== Listed records ==

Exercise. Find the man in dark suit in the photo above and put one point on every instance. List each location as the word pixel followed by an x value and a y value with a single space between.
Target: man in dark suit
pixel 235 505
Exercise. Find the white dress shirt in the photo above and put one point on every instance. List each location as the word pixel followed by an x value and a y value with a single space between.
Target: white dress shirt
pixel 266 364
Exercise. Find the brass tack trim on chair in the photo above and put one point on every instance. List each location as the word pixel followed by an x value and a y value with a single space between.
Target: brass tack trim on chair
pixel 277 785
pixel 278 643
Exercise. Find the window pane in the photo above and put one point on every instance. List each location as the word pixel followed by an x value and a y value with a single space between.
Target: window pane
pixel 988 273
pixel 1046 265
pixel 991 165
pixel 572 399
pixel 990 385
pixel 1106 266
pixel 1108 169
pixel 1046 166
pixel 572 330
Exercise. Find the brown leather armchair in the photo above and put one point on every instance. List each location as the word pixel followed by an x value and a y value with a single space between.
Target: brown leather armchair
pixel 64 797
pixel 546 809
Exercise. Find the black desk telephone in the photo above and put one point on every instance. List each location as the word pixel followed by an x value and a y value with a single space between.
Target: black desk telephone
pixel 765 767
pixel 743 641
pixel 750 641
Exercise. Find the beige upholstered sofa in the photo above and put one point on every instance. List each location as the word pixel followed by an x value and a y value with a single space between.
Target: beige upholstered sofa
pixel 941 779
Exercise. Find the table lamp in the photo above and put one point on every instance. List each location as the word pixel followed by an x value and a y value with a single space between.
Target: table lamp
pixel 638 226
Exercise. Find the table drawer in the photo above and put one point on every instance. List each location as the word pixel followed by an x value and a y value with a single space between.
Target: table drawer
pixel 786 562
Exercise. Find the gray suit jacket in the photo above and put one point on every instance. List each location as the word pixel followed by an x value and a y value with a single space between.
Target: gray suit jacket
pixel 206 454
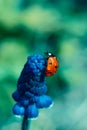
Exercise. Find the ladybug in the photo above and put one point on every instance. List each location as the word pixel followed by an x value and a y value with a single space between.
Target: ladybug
pixel 52 64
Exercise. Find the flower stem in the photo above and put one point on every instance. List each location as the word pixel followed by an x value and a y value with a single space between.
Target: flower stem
pixel 25 123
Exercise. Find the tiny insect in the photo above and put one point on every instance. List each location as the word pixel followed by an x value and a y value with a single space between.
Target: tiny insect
pixel 52 64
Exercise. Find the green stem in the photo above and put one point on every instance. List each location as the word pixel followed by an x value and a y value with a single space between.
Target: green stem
pixel 25 123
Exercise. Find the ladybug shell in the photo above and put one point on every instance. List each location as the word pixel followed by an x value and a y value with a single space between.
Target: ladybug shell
pixel 52 65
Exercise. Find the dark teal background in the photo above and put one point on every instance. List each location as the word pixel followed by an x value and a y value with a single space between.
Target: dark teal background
pixel 60 26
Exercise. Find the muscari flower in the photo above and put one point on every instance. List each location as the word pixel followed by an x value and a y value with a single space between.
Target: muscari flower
pixel 31 88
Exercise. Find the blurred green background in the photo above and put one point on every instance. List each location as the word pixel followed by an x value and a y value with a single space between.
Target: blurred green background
pixel 59 26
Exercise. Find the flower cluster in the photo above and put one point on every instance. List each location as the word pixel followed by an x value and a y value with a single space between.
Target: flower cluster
pixel 31 88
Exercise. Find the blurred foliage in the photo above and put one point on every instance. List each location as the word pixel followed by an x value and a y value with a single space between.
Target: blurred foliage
pixel 27 27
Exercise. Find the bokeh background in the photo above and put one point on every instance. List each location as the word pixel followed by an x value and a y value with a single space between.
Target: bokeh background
pixel 37 26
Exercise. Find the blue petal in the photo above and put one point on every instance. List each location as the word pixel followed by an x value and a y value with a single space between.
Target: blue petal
pixel 18 109
pixel 31 111
pixel 44 101
pixel 16 96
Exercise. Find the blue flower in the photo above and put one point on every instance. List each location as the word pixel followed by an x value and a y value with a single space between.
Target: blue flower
pixel 31 88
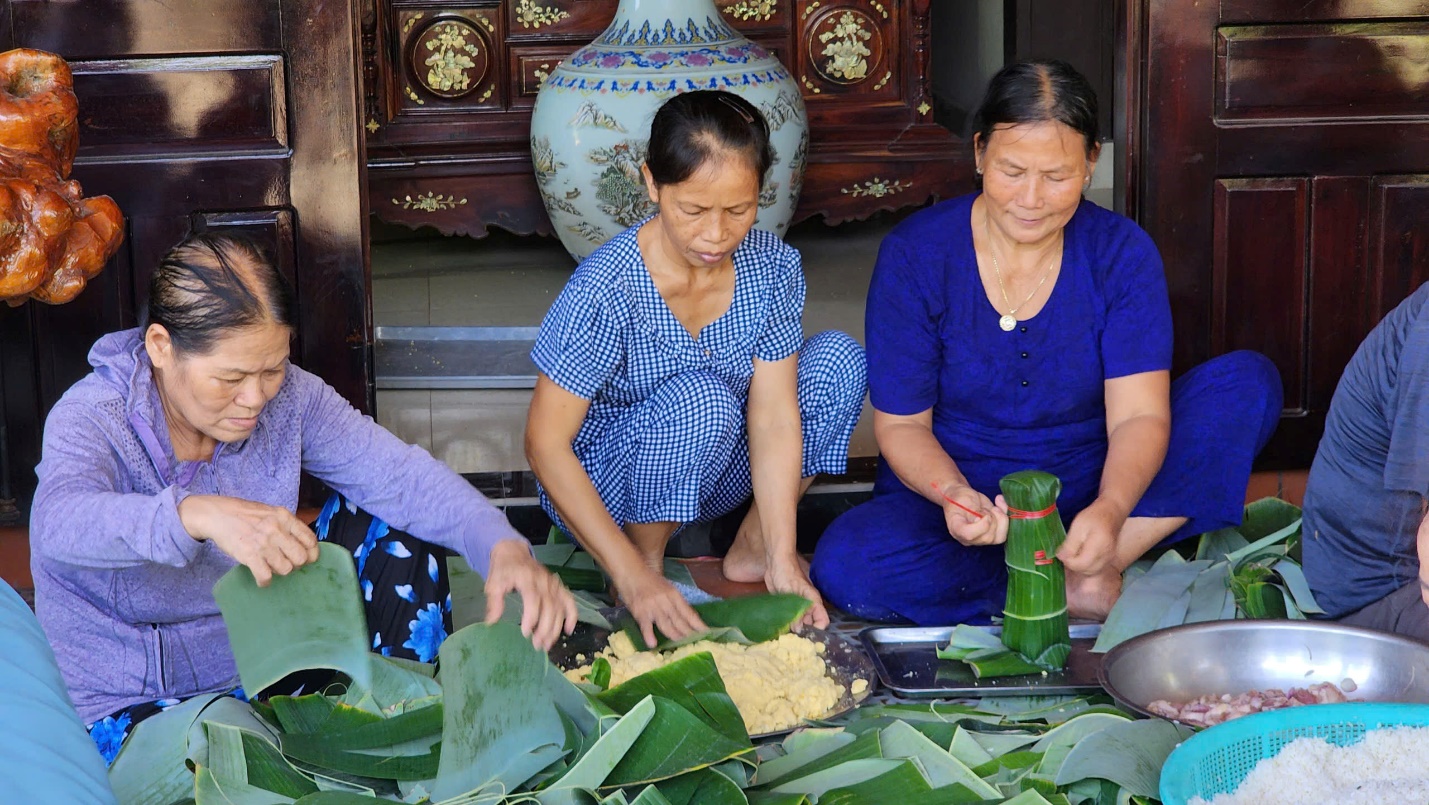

===

> _Exercise task_
Turn every line of the listing above into a numbered list, skipping any blank lines and leaving out the pictures.

> _Result for this task_
1. Exercise. Find the man in dark suit in the photo above and put one point on every instance. List each location as the word pixel followed by an x value and a y value with a single space between.
2. Target: man in dark suit
3. pixel 235 505
4. Exercise. Find the white dress shirt in the photo above and put one point on every instance. List each location as the word pixel followed by an x value and a y value with a single space between.
5. Target: white dress shirt
6. pixel 266 364
7. Exercise. Find the brass tack trim on chair in the photo above and put one point on every instance. List each location as the word pixel followed by an x value and a y value with a single space between.
8. Target: brass tack trim on chair
9. pixel 277 785
10. pixel 278 643
11. Exercise. Find the window pane in the photo above and put one point on every instance. List each location as the word pixel followed by an x value and a y value with a single space between.
12. Target: window pane
13. pixel 988 273
14. pixel 1046 265
15. pixel 991 165
16. pixel 572 399
17. pixel 990 385
18. pixel 1106 266
19. pixel 1108 169
20. pixel 1046 166
21. pixel 572 330
22. Exercise. Find the brown leather armchair in the photo above and put one point on every instance. List each location as the word pixel followed by an x value and a y value with a single space between.
23. Target: brown leather armchair
24. pixel 64 797
25. pixel 546 809
26. Exercise. Find the black desk telephone in the photo above and put one point on every instance. List each location as the word pixel followed by an x value and a y value with a single space between.
27. Target: black desk telephone
28. pixel 765 767
29. pixel 743 641
30. pixel 750 641
31. Exercise. Find the beige upholstered sofa in the photo above and put one point on every instance. List each location as the word pixel followed by an x value and a y value with a single space between.
32. Target: beige upholstered sofa
33. pixel 941 779
34. Exercise. Find the table lamp in the photo above and put one point on every instance. List each location as the word pixel followed by an x value and a y value with a single space between.
35. Target: table lamp
36. pixel 638 226
37. Exercise. Find the table drawer in the photo above and put one point on every instance. List each location as the word pixel followed by an x value and a y value with a single space between.
38. Target: table drawer
39. pixel 786 562
40. Exercise. Find the gray suit jacket in the photo above and put one point on every instance. List each location as the word pixel followed by an x value and a y value with a single space between.
41. Target: gray suit jacket
42. pixel 206 454
43. Exercise. Find the ladybug in the photo above and put one point on every instance. List each location as the word pixel followed by an x value and a y value with a single space between.
44. Target: ladybug
45. pixel 52 64
46. Exercise. Find the flower stem in the photo above and put one point on every instance. List each location as the word pixel followed by an x value and a y value with a single space between.
47. Target: flower stem
48. pixel 25 123
49. Exercise. Find the tiny insect in the photo above and put one point on every instance. List each location as the word pixel followed by an x value and a y value with a single space between.
50. Target: tiny insect
51. pixel 52 64
52. Exercise. Find the green stem in the photo above and put one point on every instance. List each location as the word pixel followed by an x value and a y value with a single space between.
53. Target: green stem
54. pixel 25 123
55. Exercise. Find the ladybug shell in the photo above and put one point on every instance. List each location as the word pixel followed by an x value and a y value with a single space between.
56. Target: ladybug shell
57. pixel 52 65
58. Exercise. Find the dark teal background in the photo above and put one point on every instance. List each location as the word pixel followed by an x value and a y value with a single space between.
59. Target: dark teal background
60. pixel 60 26
61. Exercise. Find the muscari flower in the photo above and put one point on every instance. List each location as the word pixel followed by an x value and a y value with a single space between.
62. Target: muscari flower
63. pixel 31 88
64. Exercise. Find the blurred green background in the photo above and put one point on every instance. List each location as the word pixel followed by an x value and a y value with a single space between.
65. Target: blurred green background
66. pixel 59 26
67. Exercise. Find the flower cluster in the photo above and put one point on every instance. List each location as the word pixel followed by an x value and a y value with a single space between.
68. Target: flower cluster
69. pixel 31 88
70. Exercise. Find the blurred foliage in the photo above and put one point on every instance. List each location as the word pixel followed by an x value and a y value with a single space between.
71. Target: blurred foliage
72. pixel 27 27
73. Exercise. Find the bokeh background in the photo above and put one point on every instance. List each location as the word pixel followed by an x value and a y value with a single space between.
74. Target: bokeh background
75. pixel 37 26
76. Exercise. Find the blue petal in the photo above and put one point on every instance. List each location as the word pixel followed by an x value and a y value with a single space between.
77. Target: blue petal
78. pixel 18 109
79. pixel 31 111
80. pixel 44 101
81. pixel 16 96
82. Exercise. Find the blue flower in the photo above and put one point on every instance. List each location as the word pixel followed by an x value and a y value with a single space between.
83. Target: blue flower
84. pixel 31 88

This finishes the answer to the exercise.